_The request_
Output the material below in its entirety, exactly as given.

_Records for processing_

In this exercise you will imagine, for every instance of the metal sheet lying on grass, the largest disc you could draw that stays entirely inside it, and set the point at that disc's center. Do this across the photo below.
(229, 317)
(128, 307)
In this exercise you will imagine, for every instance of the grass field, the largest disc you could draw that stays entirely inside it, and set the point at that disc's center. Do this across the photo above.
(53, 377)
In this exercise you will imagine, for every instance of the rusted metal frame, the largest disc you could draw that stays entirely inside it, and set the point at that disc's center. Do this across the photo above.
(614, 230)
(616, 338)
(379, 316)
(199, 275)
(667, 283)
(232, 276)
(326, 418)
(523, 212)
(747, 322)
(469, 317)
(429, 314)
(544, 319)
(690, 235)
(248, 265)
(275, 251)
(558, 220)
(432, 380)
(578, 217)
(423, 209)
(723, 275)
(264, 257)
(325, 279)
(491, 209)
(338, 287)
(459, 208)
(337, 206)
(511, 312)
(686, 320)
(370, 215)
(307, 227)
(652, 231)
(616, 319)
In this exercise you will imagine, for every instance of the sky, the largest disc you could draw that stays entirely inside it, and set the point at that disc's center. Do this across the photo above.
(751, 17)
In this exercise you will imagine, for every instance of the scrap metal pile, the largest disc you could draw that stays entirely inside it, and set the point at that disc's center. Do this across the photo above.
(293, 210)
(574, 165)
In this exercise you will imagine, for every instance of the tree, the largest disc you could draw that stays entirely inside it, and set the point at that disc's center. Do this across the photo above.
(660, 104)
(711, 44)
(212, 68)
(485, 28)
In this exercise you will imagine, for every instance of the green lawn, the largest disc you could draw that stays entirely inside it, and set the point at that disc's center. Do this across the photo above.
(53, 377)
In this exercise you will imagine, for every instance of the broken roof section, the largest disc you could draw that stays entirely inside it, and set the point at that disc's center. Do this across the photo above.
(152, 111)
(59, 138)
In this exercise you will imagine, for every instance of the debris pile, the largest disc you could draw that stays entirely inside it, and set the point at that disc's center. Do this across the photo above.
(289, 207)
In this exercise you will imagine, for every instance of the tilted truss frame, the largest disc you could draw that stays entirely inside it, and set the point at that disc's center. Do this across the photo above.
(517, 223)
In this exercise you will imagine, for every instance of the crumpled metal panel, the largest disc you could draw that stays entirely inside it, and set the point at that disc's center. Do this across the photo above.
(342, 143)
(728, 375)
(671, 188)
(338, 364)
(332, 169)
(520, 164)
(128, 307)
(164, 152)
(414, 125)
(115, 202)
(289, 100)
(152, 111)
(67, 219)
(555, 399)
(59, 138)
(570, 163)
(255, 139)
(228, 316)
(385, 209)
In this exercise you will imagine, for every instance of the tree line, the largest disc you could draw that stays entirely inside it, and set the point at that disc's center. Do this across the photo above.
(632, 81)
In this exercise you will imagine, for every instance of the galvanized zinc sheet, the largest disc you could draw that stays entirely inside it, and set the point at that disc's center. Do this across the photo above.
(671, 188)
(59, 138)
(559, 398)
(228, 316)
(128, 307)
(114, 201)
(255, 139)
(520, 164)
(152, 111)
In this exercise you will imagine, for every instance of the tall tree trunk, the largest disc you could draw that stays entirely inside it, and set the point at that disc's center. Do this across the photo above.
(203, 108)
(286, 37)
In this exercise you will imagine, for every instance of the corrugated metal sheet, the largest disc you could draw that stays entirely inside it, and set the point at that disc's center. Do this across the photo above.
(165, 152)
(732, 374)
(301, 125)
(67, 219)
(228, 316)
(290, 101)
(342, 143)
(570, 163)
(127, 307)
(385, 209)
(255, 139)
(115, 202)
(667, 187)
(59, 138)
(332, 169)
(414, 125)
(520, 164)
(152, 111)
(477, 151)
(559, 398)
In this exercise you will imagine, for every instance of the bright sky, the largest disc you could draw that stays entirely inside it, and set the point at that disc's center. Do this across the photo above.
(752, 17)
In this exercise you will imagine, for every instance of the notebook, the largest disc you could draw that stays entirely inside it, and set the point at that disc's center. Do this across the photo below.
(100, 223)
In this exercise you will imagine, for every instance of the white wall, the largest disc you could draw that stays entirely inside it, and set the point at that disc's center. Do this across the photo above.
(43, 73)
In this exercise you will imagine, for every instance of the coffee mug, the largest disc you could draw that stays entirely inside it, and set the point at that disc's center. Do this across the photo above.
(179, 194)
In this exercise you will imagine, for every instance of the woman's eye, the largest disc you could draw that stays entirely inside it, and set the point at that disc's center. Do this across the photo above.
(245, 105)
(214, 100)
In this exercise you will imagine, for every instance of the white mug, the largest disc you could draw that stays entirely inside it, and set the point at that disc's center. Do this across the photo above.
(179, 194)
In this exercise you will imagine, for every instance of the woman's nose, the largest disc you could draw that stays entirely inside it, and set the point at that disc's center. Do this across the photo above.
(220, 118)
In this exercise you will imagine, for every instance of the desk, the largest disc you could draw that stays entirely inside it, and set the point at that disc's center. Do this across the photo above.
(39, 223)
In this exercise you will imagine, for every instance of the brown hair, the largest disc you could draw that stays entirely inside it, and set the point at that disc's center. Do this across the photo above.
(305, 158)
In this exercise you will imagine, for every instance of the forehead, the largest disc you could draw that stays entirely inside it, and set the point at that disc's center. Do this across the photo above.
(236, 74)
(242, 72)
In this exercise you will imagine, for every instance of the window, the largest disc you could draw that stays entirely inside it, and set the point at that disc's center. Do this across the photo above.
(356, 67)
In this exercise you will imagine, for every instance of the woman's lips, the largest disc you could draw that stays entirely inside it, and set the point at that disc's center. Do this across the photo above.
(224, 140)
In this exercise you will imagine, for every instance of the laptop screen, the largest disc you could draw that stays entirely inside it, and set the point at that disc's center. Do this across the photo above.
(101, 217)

_Task solution_
In this exercise you will imagine, for every instance of the metal sheet lying on grass, the largest disc you could draw that stays entirely inside it, and set the point at that disc's center. Do this across the photo below.
(229, 317)
(128, 307)
In this exercise you will imagine, for every instance of the grass field, the largest disc you could draw that stays entirely inside it, and set the point at that disc's center. Do this across the photo above.
(53, 377)
In this exercise you will imagine, for every instance of the rusted metal frame, the largest disc you could draw that stays entirely inside it, and set the point at that disc's center. Do this across the photo above.
(614, 230)
(616, 338)
(379, 316)
(199, 275)
(667, 283)
(232, 276)
(326, 418)
(523, 212)
(747, 322)
(469, 317)
(429, 314)
(544, 319)
(690, 235)
(248, 265)
(275, 251)
(558, 220)
(432, 380)
(578, 217)
(423, 209)
(723, 275)
(264, 257)
(325, 279)
(491, 209)
(338, 287)
(459, 208)
(337, 206)
(511, 312)
(686, 320)
(370, 215)
(307, 227)
(652, 231)
(616, 319)
In this exercise you will imagine, for every instance of the sky, the largest disc you could draw that stays entirely inside it, and set the point at that disc's center. Do this across the photo above.
(751, 17)
In this exercise you will imagine, for every instance of the scrap metal pile, the largest disc you could draw that stays entirely inside it, and set the point at that disc's center. Do this across the photo above.
(293, 210)
(574, 165)
In this exercise you will imagine, for every instance of the tree, the largest disc you could draw that stays entirely inside it, and set the point at that disc's center. Do this across the photo above.
(660, 104)
(711, 44)
(212, 68)
(485, 28)
In this exercise you will imagine, for every instance of the green lawn, the largest disc you could draw that stays entirely inside it, and set the point at that disc's center. Do this across the photo above.
(53, 377)
In this exercise you will imagine, for every instance of the broken roof section, the largest disc you could draw that stays entirely inside it, and set the point at that disc's center. Do this across the photo above.
(152, 111)
(59, 138)
In this exercise you will imagine, for every instance of the debris pile, the largest disc you could draw that stays entirely inside it, and set the point at that disc's center. Do this across the photo above.
(289, 207)
In this exercise you will imagine, for every instance of the tilted truss frame, the largest disc you could draw that stays entirely inside it, and set the point at that disc's center. Do this across the photo above.
(517, 223)
In this exercise you will imagine, for every instance of the crumpled metal panel, the largest disc you could draw that stays entirely inside it, and set the point at that disc's center. Do this across the photo above.
(342, 143)
(728, 375)
(671, 188)
(338, 364)
(332, 169)
(520, 164)
(128, 307)
(164, 152)
(414, 125)
(115, 202)
(289, 100)
(152, 111)
(67, 219)
(555, 399)
(59, 138)
(570, 163)
(255, 139)
(228, 316)
(385, 209)
In this exercise you will imagine, for every instance of the tree line, the largest disc you could draw that stays entirely inside it, and set the point at that disc's center. Do this across the photo above.
(632, 81)
In this exercise you will imagine, for every instance of the galvanized zinc sheet, the largest disc you could draw that stays entirely inside it, and set the point at that disc's center. Do this across the photo above.
(671, 188)
(59, 138)
(559, 398)
(228, 316)
(128, 307)
(114, 201)
(255, 139)
(520, 164)
(152, 111)
In this exercise you will imagine, for every instance of the tall tree trunk, the largest disc you could draw that stays entirely inside it, and set the point at that disc's center. Do this across the photo above.
(203, 108)
(286, 37)
In this exercise you will imagine, for every instance of the corrugated metal sheet, the largest disc you could draw that stays entirely inside it, and set the point at that disc's center. Do this across the photo above.
(165, 152)
(732, 374)
(301, 125)
(67, 219)
(228, 316)
(290, 101)
(342, 143)
(570, 163)
(127, 307)
(385, 209)
(255, 139)
(115, 202)
(667, 187)
(59, 138)
(332, 169)
(414, 125)
(520, 164)
(152, 111)
(477, 151)
(559, 398)
In this exercise you will imagine, for every instance of the bright sky, the largest disc you could draw that stays entirely inside it, and set the point at that disc's center. Do this across the photo above.
(752, 17)
In this exercise you will imagine, for every instance of the notebook, the largest disc you could draw that stays entirely inside it, and set the point at that disc's center. Do this across the photo below.
(100, 223)
In this exercise you will imagine, for every instance of the white wall, the largest disc you could draw that stays entirely inside it, and set the point at that disc's center. Do this across the photo above.
(43, 73)
In this exercise you will imagine, for every instance of the coffee mug, the largest disc you could draw that stays entirely inside it, and set the point at that disc's center. Do this across the photo above.
(179, 194)
In this exercise you will imagine, for every instance of the woman's eye, the largest disc you could draw that stays entirely inside it, and set the point at that disc's center. Do this across the photo above.
(245, 105)
(214, 100)
In this exercise you will imagine, for every instance of the white mug, the largest disc you could draw that stays entirely inside it, and set the point at that disc's center. Do this across the photo above.
(179, 194)
In this exercise you will imagine, for every instance of the woman's nose, the largest disc you could draw that stays entirely inside it, and set the point at that disc's center. Do this across the photo above.
(220, 118)
In this exercise you will imagine, for every instance of the desk, the largest disc you could draw that stays entirely inside it, and set the point at that disc's center. Do this across the photo above.
(39, 223)
In this exercise you will imagine, for every instance of the brown hair, the largest disc you could draw that stays entirely inside it, and set the point at that disc's center. Do this across the photo above.
(305, 158)
In this exercise you will imagine, for every instance of the forehead, the largest disc you could draw that stays entirely inside it, and set the point at that disc's center. Do this across the photo above.
(236, 74)
(242, 72)
In this exercise you will imagine, for every instance of the window, the largest disc you could draw that stays entirely inside it, and set the point at that disc's center. Do this across the photo above.
(356, 67)
In this exercise you will imagine, for every instance of the woman's lips, the largest disc you could draw that stays entirely inside it, and set the point at that disc's center. Do this across the photo above.
(224, 140)
In this exercise you will imagine, for every instance of the laptop screen, the largest disc you could draw that stays entirely inside it, and set the point at that disc's center. Do this across the photo above.
(101, 217)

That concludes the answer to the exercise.